• **Exercise aim**
Convert the entries below into a JSON list of strings with one string per line. Omit blank lines and the pictures.

• **Available data**
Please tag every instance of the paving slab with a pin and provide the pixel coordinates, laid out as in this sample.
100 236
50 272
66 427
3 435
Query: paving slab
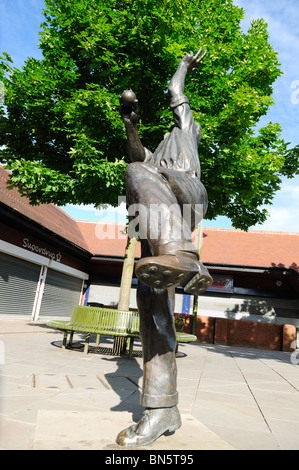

• **The result**
[
  "Please tag every instance of the paving slab with a pin and provide the pixel coordinates, laid out as in this sample.",
  "100 236",
  "50 272",
  "66 427",
  "3 435",
  "Query: paving slab"
]